::: Input
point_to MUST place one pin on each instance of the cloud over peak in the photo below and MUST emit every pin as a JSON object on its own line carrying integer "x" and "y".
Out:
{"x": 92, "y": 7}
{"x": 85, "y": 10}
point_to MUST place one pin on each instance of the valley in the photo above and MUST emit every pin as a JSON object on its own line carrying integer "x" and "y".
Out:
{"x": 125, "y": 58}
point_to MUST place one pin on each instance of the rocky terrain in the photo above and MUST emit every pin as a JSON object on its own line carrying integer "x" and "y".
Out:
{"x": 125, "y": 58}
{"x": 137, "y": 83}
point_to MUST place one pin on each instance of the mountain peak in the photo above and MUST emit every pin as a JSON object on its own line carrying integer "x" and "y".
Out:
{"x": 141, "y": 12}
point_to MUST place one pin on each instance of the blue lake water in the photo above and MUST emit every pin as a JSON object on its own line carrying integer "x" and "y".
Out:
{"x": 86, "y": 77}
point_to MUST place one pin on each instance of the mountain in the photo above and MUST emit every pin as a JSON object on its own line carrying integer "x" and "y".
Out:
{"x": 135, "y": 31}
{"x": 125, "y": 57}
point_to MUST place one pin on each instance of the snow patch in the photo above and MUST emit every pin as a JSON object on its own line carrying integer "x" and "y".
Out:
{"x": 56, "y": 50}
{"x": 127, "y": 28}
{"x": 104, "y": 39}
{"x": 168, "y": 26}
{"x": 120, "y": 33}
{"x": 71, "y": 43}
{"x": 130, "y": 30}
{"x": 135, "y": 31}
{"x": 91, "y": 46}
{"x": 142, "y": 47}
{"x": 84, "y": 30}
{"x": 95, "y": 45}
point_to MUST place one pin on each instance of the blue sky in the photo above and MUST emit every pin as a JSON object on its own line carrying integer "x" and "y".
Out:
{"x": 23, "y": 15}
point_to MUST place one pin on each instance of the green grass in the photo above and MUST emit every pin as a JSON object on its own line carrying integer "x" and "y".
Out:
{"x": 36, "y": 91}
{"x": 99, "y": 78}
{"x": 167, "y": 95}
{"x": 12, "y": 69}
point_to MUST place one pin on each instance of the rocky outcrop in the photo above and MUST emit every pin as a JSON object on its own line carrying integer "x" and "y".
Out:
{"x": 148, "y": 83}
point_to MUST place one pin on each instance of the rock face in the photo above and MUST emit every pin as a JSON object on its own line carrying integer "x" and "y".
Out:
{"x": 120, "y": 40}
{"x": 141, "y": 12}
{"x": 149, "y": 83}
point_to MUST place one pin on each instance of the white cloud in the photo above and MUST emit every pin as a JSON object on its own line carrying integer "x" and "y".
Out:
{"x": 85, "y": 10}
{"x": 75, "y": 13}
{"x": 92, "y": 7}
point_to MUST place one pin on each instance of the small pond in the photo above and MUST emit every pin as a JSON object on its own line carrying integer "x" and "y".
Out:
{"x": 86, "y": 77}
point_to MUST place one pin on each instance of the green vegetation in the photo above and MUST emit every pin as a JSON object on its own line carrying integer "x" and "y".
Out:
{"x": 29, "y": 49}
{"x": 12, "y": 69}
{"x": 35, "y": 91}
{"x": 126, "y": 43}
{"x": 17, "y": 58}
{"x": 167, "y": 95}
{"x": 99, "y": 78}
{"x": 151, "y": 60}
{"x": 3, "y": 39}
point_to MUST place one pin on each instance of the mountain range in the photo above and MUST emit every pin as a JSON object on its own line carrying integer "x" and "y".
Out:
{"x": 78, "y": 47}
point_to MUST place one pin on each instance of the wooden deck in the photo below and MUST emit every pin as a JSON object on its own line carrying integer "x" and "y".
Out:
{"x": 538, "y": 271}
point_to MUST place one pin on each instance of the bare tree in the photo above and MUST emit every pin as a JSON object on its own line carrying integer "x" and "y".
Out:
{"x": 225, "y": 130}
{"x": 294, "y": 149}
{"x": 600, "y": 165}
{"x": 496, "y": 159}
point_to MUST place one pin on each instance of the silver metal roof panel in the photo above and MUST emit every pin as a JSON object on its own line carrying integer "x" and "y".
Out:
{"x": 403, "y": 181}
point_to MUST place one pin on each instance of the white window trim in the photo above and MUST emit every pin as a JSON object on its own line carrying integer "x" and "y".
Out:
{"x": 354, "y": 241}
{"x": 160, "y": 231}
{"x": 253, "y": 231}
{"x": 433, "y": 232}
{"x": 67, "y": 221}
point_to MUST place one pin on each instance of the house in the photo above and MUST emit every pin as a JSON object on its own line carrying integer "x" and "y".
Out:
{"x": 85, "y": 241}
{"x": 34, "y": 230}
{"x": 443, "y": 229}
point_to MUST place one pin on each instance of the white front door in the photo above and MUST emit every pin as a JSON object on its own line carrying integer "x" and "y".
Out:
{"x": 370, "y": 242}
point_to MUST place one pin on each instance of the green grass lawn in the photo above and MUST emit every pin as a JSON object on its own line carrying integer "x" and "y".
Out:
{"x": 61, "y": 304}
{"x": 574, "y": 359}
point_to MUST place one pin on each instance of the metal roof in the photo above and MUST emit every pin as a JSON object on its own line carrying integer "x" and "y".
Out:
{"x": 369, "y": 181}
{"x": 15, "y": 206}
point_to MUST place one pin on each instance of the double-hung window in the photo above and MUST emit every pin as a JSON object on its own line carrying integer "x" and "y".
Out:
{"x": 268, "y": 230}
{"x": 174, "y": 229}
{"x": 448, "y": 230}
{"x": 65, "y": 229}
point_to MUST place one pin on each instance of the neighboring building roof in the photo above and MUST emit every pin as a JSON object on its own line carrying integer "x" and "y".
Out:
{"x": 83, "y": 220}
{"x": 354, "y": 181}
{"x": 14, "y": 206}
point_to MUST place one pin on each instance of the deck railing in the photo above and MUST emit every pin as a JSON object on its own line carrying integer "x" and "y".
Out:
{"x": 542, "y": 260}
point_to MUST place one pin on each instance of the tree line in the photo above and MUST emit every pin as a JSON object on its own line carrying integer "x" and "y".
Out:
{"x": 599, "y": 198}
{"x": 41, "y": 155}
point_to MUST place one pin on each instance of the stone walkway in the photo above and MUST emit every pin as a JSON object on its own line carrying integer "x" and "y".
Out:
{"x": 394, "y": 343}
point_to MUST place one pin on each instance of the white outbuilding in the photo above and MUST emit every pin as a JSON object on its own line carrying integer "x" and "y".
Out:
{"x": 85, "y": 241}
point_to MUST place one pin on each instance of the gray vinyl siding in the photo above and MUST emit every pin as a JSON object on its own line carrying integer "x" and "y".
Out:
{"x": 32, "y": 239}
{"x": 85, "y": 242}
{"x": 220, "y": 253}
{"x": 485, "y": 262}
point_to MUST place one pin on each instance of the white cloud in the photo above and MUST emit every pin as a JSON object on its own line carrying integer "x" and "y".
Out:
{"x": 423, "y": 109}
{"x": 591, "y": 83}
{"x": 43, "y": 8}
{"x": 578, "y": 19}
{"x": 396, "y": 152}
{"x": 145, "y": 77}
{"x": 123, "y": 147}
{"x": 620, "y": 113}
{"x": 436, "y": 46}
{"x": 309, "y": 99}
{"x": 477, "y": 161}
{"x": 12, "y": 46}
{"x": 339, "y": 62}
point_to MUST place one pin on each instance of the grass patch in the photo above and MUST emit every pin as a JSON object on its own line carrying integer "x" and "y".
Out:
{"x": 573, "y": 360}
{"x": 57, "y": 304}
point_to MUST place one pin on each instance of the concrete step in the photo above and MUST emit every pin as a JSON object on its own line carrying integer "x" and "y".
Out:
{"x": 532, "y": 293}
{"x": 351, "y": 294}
::::::
→ Task statement
Output every item above as a two-column CSV with the header input,output and one row per item. Put the item's text under input and its answer under output, each as a single quoted field with line breaks replaced by spaces.

→ Written response
input,output
"point_to MUST place one pin on each instance of the cloud over peak in the photo below and MUST emit every pin as a JSON object on its own line carrying integer ""x"" and ""y"". Out:","{""x"": 92, ""y"": 7} {""x"": 85, ""y"": 10}"
"point_to MUST place one pin on each instance of the valley in the photo above and MUST emit every pin as a JSON object on its own line carrying integer ""x"" and ""y"". Out:","{""x"": 125, ""y"": 58}"
"point_to MUST place one pin on each instance of the rocky terrain in the photo above and MUST emit every pin as a JSON object on its own line carrying integer ""x"" and ""y"". Out:","{""x"": 125, ""y"": 58} {""x"": 137, ""y"": 83}"
"point_to MUST place one pin on each instance of the mountain peak in the photo above and MUST emit every pin as a JSON object on its own line carrying integer ""x"" and ""y"". Out:","{""x"": 141, ""y"": 12}"
"point_to MUST place one pin on each instance of the blue lake water in the photo above and MUST emit every pin as a JSON object on its own line carrying integer ""x"" and ""y"". Out:","{""x"": 86, ""y"": 77}"
"point_to MUST place one pin on each instance of the mountain in the photo above and MUST emit every pin as a JSON object on its own line carrying integer ""x"" and ""y"". Out:","{""x"": 135, ""y"": 31} {""x"": 125, ""y"": 57}"
"point_to MUST place one pin on each instance of the snow patch in the photo above and MUST emit every pin as a JSON object on its own line carrying integer ""x"" and ""y"". Out:","{""x"": 56, ""y"": 50} {""x"": 127, ""y"": 28} {""x"": 104, ""y"": 39} {""x"": 168, ""y"": 26} {""x"": 120, ""y"": 33} {""x"": 71, ""y"": 43} {""x"": 130, ""y"": 30} {""x"": 135, ""y"": 31} {""x"": 91, ""y"": 46} {""x"": 142, ""y"": 47} {""x"": 84, ""y"": 30} {""x"": 95, ""y"": 45}"
"point_to MUST place one pin on each instance of the blue sky in the photo above and MUST emit every pin as a JSON object on its own line carrying integer ""x"" and ""y"". Out:","{""x"": 23, ""y"": 15}"
"point_to MUST place one pin on each instance of the green grass in the photo above and MUST emit every pin as a JSON object on its own line carrying integer ""x"" and ""y"". Out:","{""x"": 36, ""y"": 91} {""x"": 99, ""y"": 78} {""x"": 167, ""y"": 95} {""x"": 12, ""y"": 69}"
"point_to MUST place one pin on each instance of the rocky outcrop in the photo above and MUST emit every pin as a JSON object on its own line carrying integer ""x"" and ""y"". Out:","{""x"": 148, ""y"": 83}"
"point_to MUST place one pin on each instance of the rock face in the photo above and MUST emit every pin as a JSON object on its own line carrying integer ""x"" and ""y"". Out:","{""x"": 120, ""y"": 40} {""x"": 141, ""y"": 12} {""x"": 149, ""y"": 83}"
"point_to MUST place one pin on each instance of the white cloud in the photo above and MUST emit every pin as a JSON object on its own line carrying integer ""x"" and ""y"". Out:","{""x"": 85, ""y"": 10} {""x"": 75, ""y"": 13} {""x"": 92, ""y"": 7}"
"point_to MUST place one pin on each instance of the small pond in the photo above and MUST emit every pin as a JSON object on its own line carrying integer ""x"" and ""y"". Out:","{""x"": 86, ""y"": 77}"
"point_to MUST place one pin on each instance of the green vegetation in the photo above and MUST emit every pin as a JSON object on its own line carrying integer ""x"" and ""y"". Out:","{""x"": 29, ""y"": 49} {""x"": 12, ""y"": 69} {""x"": 35, ""y"": 91} {""x"": 126, ""y"": 43} {""x"": 17, ""y"": 58} {""x"": 167, ""y"": 95} {""x"": 99, ""y"": 78} {""x"": 151, ""y"": 60} {""x"": 3, ""y"": 39}"
"point_to MUST place one pin on each instance of the mountain range in the photo above and MUST emit every pin as a JSON object on its own line carrying integer ""x"" and ""y"". Out:","{""x"": 78, ""y"": 47}"
"point_to MUST place one pin on each instance of the wooden deck in the photo below and MUST emit every pin as a JSON object on its own line carrying integer ""x"" and ""y"". Out:","{""x"": 538, ""y"": 271}"
"point_to MUST place one pin on each instance of the bare tree in the photo above and MUST emit every pin as a JSON object on its own line carrying integer ""x"" and ""y"". Out:","{""x"": 225, ""y"": 130} {""x"": 294, ""y"": 149} {""x"": 600, ""y"": 165} {""x"": 496, ""y"": 159}"
"point_to MUST place one pin on each instance of the silver metal roof panel in the photo above and MUST emit every pin as a JSON object on its own line carrying integer ""x"" and ""y"". Out:","{""x"": 403, ""y"": 181}"
"point_to MUST place one pin on each instance of the white window trim in the photo above and MUST emit every pin as a JSON object on its own line carrying integer ""x"" and ""y"". Out:","{""x"": 354, ""y"": 241} {""x"": 160, ""y"": 231} {""x"": 253, ""y"": 231} {""x"": 433, ""y"": 232} {""x"": 67, ""y"": 221}"
"point_to MUST place one pin on each instance of the house in the photo above and MUST emit every pin as a JSON object on its own line carrying integer ""x"" and ""y"". Out:","{""x"": 85, ""y"": 241} {""x"": 34, ""y"": 230} {""x"": 443, ""y"": 229}"
"point_to MUST place one pin on each instance of the white front door in the photo above and MUST emit every pin as a JSON object on its own line carrying integer ""x"" and ""y"". Out:","{""x"": 370, ""y"": 242}"
"point_to MUST place one pin on each instance of the green grass lawn in the photo above and MUST emit every pin as a JSON object on its own line carrying integer ""x"" and ""y"". Out:","{""x"": 61, ""y"": 304} {""x"": 574, ""y"": 359}"
"point_to MUST place one pin on each instance of the metal roof in the photo above and MUST emit every pin as a JSON object on its own line carrying integer ""x"" and ""y"". Out:","{""x"": 369, ""y"": 181} {""x"": 15, ""y"": 206}"
"point_to MUST place one pin on each instance of the double-hung window in the photo above and MUST emit every pin as a JSON object on its own line carrying integer ""x"" and ""y"". Out:","{""x"": 268, ""y"": 230} {""x"": 174, ""y"": 229} {""x"": 448, ""y"": 230} {""x"": 65, ""y"": 229}"
"point_to MUST place one pin on each instance of the neighboring building roof in the photo above and MUST emit every pin as a JSON object on its own line carrying integer ""x"" and ""y"". Out:","{""x"": 83, ""y"": 220} {""x"": 354, ""y"": 181} {""x"": 14, ""y"": 206}"
"point_to MUST place one pin on each instance of the deck railing in the photo above and MUST emit every pin as a JSON object on its own line carrying integer ""x"" and ""y"". Out:","{""x"": 542, ""y"": 260}"
"point_to MUST place one pin on each instance of the tree line in the photo above and MUST emit every pin as a JSON object on its own line carrying integer ""x"" and ""y"". Out:","{""x"": 599, ""y"": 198} {""x"": 41, ""y"": 155}"
"point_to MUST place one pin on each instance of the stone walkway in the photo above and MUST emit every pin as a JSON object on its own line carrying integer ""x"" and ""y"". Out:","{""x"": 394, ""y"": 343}"
"point_to MUST place one pin on each instance of the white outbuilding in the photo above and MUST emit every pin as a JSON object on its own line carrying integer ""x"" and ""y"". Out:","{""x"": 85, ""y"": 241}"
"point_to MUST place one pin on each instance of the gray vinyl siding in the photo above and MUST emit every pin as a JSON object on its own line carrying integer ""x"" and ""y"". Out:","{""x"": 32, ""y"": 239} {""x"": 85, ""y"": 242} {""x"": 220, ""y"": 253} {""x"": 485, ""y"": 262}"
"point_to MUST place one pin on each instance of the white cloud in the photo above and MUST emit every pin as a JSON object on its own line carrying integer ""x"" and ""y"". Out:","{""x"": 423, ""y"": 109} {""x"": 591, ""y"": 83} {""x"": 43, ""y"": 8} {""x"": 578, ""y"": 19} {""x"": 396, ""y"": 152} {""x"": 145, ""y"": 77} {""x"": 123, ""y"": 147} {""x"": 620, ""y"": 113} {""x"": 436, ""y"": 46} {""x"": 309, ""y"": 99} {""x"": 477, ""y"": 161} {""x"": 12, ""y"": 46} {""x"": 339, ""y"": 62}"
"point_to MUST place one pin on each instance of the grass patch in the photo above and MUST emit every pin as a JSON object on its own line carrying integer ""x"" and ""y"". Out:","{""x"": 573, ""y"": 360} {""x"": 57, ""y"": 304}"
"point_to MUST place one pin on each instance of the concrete step in the photo above and MUST emit every pin as a JSON object on its own line carrying integer ""x"" and ""y"". Out:","{""x"": 532, ""y"": 293} {""x"": 351, ""y"": 294}"